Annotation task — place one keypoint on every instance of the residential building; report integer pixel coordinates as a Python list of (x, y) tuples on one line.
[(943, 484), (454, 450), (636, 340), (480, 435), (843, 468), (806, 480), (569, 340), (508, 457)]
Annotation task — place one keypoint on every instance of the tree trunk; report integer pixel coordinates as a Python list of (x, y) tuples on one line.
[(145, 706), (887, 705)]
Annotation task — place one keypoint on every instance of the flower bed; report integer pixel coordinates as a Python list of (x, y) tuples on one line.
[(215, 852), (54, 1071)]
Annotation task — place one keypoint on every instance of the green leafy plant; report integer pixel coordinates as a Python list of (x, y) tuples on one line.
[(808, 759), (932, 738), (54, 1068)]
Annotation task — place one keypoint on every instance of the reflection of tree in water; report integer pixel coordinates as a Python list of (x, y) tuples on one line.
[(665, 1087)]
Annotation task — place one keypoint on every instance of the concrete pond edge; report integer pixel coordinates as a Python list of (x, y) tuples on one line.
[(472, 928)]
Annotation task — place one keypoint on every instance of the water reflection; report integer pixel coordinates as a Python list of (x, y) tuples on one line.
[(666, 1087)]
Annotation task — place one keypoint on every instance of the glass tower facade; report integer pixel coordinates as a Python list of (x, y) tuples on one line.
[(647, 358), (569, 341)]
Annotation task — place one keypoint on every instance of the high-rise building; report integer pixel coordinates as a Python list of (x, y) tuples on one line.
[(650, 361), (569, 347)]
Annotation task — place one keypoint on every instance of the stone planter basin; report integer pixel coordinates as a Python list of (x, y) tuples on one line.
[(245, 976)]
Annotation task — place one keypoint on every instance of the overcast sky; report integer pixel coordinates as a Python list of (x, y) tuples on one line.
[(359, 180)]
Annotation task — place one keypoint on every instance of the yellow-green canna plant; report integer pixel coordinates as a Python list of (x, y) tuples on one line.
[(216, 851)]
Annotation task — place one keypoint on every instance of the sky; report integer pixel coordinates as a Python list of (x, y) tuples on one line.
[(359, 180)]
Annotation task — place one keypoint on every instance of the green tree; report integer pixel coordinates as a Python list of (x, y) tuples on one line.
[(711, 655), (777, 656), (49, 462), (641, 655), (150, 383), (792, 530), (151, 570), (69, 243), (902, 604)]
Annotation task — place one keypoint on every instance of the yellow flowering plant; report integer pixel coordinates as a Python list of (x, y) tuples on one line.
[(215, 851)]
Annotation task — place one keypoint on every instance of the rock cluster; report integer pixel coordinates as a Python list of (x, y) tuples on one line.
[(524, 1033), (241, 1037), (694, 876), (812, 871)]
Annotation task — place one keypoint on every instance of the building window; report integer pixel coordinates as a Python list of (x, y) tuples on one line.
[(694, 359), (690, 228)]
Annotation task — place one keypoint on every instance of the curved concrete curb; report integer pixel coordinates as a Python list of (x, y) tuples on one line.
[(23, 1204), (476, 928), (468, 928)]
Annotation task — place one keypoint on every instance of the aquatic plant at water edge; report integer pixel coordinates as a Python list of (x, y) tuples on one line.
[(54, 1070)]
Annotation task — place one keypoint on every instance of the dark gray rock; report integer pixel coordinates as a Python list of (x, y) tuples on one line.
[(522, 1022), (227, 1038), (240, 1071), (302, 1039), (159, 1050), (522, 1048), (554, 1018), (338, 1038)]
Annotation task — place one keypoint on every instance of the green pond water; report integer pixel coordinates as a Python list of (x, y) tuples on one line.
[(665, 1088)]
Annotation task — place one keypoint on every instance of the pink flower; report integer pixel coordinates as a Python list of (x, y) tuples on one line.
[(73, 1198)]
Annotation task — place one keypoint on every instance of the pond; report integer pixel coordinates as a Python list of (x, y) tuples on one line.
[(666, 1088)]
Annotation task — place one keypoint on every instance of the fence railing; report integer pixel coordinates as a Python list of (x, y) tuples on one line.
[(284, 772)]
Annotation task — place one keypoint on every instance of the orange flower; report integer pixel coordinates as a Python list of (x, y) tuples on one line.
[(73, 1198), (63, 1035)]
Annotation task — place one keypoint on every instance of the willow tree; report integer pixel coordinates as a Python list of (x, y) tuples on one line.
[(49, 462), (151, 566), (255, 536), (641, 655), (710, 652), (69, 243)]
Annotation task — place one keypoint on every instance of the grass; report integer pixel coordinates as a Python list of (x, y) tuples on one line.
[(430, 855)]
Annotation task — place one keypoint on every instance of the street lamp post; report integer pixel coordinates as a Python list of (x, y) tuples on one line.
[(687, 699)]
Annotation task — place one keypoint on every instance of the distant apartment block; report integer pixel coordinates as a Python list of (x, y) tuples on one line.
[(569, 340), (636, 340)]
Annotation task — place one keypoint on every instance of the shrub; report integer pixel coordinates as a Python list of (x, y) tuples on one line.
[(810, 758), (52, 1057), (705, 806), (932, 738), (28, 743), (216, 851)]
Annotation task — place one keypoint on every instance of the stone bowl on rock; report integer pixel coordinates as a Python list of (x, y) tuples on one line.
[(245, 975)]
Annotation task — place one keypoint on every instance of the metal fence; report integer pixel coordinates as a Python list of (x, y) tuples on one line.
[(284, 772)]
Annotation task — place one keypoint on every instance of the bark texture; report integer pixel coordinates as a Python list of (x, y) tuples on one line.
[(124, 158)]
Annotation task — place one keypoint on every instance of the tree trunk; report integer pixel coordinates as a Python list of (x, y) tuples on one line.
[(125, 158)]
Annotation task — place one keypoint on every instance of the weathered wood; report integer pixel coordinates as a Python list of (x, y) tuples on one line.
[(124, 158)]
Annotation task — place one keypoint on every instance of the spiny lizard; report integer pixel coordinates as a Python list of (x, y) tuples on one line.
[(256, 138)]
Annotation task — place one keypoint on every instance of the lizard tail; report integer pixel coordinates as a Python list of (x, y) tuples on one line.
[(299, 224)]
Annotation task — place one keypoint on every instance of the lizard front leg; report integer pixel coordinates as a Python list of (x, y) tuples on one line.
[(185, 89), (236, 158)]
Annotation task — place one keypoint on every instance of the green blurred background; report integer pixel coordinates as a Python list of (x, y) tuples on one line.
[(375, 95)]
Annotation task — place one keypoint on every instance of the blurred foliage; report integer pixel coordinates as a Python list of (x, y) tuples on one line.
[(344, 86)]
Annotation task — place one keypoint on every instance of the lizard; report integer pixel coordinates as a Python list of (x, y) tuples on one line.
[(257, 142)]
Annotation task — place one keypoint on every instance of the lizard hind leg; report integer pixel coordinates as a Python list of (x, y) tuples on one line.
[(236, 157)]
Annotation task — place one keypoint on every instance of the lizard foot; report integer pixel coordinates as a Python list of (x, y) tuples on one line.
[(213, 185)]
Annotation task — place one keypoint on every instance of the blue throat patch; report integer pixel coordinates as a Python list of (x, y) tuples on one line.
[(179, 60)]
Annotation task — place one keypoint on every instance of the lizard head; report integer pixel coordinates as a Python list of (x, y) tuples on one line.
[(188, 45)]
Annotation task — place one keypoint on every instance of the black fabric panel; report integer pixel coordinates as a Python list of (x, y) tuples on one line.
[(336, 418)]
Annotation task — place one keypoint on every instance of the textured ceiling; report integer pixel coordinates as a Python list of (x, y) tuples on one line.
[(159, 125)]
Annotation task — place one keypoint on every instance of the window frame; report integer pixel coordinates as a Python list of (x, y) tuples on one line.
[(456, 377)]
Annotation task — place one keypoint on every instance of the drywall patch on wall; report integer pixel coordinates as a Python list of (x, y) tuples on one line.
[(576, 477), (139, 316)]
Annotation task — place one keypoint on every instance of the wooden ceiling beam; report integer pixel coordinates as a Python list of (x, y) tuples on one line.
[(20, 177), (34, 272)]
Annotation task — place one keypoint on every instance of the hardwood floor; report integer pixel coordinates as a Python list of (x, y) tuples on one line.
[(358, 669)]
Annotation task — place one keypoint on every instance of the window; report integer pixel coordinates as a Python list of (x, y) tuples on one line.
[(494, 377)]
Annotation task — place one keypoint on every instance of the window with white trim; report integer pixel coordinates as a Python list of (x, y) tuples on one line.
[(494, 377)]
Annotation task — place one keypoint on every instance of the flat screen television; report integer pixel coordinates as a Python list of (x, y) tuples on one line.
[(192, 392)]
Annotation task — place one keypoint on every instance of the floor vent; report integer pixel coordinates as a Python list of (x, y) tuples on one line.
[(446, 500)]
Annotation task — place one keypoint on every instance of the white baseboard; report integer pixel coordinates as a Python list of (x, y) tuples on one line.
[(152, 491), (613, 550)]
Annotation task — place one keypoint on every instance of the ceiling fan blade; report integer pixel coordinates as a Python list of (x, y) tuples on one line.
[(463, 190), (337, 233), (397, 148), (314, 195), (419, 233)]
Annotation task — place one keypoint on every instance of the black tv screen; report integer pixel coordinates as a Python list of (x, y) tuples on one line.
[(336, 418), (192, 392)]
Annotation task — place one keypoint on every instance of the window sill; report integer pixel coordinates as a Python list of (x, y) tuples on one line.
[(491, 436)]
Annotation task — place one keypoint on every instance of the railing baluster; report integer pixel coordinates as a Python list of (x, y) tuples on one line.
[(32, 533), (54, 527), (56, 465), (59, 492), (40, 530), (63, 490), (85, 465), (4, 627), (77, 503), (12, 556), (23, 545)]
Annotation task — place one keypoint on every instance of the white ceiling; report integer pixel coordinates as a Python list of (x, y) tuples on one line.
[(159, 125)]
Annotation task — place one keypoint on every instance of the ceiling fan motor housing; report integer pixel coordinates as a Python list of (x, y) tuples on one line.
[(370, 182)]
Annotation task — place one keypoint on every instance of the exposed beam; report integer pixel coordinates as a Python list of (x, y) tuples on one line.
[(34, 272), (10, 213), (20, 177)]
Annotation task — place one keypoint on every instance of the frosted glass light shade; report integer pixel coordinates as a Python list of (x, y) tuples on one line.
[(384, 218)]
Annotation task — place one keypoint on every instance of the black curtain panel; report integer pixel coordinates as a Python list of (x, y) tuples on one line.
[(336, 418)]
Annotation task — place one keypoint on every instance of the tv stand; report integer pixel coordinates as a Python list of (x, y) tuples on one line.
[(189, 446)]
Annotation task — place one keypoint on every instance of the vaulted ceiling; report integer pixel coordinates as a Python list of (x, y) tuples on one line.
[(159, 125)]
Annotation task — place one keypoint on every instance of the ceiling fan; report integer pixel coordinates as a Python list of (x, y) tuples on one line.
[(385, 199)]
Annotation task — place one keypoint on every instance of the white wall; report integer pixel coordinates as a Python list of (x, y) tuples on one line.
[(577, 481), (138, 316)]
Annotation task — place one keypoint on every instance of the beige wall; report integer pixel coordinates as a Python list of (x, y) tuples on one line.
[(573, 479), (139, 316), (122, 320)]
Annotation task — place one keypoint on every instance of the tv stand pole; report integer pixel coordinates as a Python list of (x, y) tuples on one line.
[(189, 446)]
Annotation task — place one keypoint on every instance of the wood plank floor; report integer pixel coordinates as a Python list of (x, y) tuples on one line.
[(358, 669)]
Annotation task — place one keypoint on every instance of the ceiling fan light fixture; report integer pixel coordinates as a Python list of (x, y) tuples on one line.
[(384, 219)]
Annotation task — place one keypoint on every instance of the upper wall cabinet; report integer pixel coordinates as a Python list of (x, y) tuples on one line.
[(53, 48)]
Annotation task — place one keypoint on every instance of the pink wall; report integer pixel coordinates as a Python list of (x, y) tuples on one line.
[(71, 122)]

════════════════════

WORK TO COMPLETE
Revise the data from its beginning through the line containing "340), (508, 457)]", inclusive, replacing "residential building" with "apartment block" and leaving everything else unchanged.

PROBLEM SOLUTION
Annotation task — place one keypoint on every instance of the apartment block; report integer pixel coordinates as a Python list of (x, y) tuples on one line.
[(943, 484), (454, 450), (636, 340), (480, 435), (843, 468), (806, 480), (569, 340), (508, 457)]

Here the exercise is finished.